Problem » Reproduce verbatim every line from the one that includes "[mark] the knife" to the closing line of the entries; omit everything before it.

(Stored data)
[start]

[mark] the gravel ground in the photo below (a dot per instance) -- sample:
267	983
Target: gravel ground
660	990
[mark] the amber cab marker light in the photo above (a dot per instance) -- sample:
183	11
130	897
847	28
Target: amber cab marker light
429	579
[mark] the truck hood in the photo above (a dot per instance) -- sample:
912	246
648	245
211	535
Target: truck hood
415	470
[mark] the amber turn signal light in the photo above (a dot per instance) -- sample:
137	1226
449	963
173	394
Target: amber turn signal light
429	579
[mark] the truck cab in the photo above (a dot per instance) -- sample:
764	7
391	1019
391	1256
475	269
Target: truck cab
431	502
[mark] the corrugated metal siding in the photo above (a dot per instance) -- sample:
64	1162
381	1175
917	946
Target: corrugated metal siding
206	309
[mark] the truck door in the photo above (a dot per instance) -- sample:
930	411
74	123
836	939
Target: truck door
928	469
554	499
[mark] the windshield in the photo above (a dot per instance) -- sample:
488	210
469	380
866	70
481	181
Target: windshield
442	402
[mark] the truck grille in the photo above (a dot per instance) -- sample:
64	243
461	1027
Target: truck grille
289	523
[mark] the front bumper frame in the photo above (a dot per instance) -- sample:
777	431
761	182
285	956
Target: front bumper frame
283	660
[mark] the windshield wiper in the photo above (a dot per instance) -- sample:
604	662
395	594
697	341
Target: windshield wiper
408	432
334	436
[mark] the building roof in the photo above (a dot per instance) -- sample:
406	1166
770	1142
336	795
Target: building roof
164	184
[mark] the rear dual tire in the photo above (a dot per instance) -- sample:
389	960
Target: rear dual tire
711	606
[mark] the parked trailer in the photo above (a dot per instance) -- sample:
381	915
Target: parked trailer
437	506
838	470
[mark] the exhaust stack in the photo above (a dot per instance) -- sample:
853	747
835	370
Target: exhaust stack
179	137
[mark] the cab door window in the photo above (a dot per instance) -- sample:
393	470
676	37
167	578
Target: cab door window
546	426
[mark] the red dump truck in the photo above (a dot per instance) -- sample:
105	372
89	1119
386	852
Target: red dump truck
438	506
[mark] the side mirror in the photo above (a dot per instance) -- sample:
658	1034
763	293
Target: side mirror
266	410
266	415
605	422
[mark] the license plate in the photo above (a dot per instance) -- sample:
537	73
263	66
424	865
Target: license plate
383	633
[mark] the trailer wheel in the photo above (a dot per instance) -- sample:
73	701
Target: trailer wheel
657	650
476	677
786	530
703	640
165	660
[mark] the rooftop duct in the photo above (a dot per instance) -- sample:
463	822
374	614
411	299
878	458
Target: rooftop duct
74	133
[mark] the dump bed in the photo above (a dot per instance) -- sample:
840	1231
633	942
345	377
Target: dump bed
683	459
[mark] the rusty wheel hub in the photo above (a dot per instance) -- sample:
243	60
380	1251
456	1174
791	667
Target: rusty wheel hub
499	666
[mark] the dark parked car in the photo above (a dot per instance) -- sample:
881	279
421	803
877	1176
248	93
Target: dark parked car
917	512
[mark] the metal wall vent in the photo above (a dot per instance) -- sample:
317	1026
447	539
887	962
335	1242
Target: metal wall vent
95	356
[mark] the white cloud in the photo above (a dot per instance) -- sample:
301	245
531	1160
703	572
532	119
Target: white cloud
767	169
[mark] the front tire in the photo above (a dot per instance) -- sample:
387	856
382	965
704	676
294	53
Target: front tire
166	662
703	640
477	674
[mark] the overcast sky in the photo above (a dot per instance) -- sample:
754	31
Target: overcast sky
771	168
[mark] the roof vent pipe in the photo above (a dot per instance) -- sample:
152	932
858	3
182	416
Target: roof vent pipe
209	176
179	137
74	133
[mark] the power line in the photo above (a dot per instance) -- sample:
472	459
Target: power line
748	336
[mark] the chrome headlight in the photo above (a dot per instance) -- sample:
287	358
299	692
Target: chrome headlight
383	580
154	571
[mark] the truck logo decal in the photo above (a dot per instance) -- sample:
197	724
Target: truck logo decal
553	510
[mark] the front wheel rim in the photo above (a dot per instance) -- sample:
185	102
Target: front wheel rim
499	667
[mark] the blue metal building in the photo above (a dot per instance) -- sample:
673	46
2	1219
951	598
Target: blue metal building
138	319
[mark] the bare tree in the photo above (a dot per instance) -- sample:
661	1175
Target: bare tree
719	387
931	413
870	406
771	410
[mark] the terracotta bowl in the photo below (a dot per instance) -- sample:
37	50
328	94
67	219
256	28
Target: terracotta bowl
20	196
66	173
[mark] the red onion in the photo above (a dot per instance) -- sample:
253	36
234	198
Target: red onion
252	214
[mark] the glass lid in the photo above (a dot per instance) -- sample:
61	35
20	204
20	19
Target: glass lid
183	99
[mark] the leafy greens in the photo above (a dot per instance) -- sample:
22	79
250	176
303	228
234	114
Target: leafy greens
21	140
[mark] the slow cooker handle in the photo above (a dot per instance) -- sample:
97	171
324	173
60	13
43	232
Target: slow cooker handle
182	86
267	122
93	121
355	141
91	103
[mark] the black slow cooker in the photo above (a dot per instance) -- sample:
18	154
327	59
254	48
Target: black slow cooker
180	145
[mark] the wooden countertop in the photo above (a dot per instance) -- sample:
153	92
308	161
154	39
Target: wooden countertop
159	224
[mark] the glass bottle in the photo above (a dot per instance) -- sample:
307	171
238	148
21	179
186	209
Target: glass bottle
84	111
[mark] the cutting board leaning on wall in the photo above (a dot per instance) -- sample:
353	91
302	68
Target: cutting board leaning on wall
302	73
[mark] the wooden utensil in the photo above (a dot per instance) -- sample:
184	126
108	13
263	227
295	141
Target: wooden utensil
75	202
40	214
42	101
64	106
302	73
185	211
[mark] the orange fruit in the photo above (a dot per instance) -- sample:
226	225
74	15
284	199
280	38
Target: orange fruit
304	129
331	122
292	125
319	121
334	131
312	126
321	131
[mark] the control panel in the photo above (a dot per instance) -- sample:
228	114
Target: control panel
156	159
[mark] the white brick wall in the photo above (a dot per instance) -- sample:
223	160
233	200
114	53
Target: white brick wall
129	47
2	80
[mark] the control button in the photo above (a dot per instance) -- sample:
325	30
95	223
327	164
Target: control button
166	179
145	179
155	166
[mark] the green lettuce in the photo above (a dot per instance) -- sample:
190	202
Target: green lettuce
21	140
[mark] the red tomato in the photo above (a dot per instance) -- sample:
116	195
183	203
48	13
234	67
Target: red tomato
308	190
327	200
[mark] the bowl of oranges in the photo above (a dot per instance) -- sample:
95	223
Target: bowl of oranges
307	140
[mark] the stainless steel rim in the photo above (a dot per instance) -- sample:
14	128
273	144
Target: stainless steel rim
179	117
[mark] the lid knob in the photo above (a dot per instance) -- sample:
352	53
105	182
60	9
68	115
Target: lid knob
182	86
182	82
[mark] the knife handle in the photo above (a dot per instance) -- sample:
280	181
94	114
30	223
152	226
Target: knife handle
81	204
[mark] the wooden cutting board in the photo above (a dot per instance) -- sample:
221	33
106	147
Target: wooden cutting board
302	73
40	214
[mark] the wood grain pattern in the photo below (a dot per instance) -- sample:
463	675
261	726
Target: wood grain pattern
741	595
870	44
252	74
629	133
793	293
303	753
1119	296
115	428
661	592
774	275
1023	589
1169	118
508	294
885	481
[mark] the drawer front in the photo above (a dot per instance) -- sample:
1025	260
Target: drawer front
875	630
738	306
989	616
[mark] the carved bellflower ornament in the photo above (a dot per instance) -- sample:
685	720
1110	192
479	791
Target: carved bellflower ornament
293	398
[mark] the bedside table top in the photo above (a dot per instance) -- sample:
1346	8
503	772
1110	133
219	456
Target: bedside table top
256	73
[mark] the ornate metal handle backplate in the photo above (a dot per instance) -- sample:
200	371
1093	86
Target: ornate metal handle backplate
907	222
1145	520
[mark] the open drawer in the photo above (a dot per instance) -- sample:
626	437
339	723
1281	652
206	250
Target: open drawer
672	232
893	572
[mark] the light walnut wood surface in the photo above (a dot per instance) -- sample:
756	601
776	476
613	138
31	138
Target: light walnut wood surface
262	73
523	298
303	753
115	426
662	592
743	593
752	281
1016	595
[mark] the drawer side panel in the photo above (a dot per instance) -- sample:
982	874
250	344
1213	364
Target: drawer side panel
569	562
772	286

[end]

Task response »
[mark] the knife handle in the photo above (a dot per instance) -- sample:
280	181
94	114
30	223
152	226
Target: knife handle
81	204
[mark] the wooden cutting board in the photo above (a dot per instance) -- sample:
221	33
106	147
Target: wooden cutting board
302	73
40	214
[mark] the wood grain pattern in the photo below (a dot per instance) -- sample:
463	675
261	726
Target: wood grain pattern
741	595
870	44
252	74
629	133
793	293
303	753
1119	296
115	428
661	592
774	275
1023	589
1169	118
508	294
885	481
[mark] the drawer front in the photo above (a dot per instance) -- sample:
1025	260
Target: drawer front
875	630
738	306
989	616
[mark] the carved bellflower ornament in the photo above (a dot per instance) -- sample:
685	720
1110	192
479	791
Target: carved bellflower ornament
293	398
[mark] the bedside table top in the photo above (a dot per instance) -- sample:
1346	8
503	772
1110	133
219	456
Target: bedside table top
256	73
[mark] the ornate metal handle backplate in the photo above (a dot per instance) -- sample:
200	371
1093	86
Target: ornate metal handle backplate
907	222
1145	520
[mark] the open drawer in the photo above (a dot per instance) -- sample:
626	437
339	723
1281	652
206	250
Target: open drawer
672	232
893	572
[mark] the light walnut wood surface in the photo above (a dot per instance) -- sample:
756	601
776	476
613	138
31	138
Target: light walnut wood surface
262	73
523	298
303	753
115	426
662	592
743	593
752	281
1016	595
[mark] the drawer side panel in the photo above (a dot per instance) -- sample:
982	874
250	344
1213	364
Target: drawer side panel
569	562
772	286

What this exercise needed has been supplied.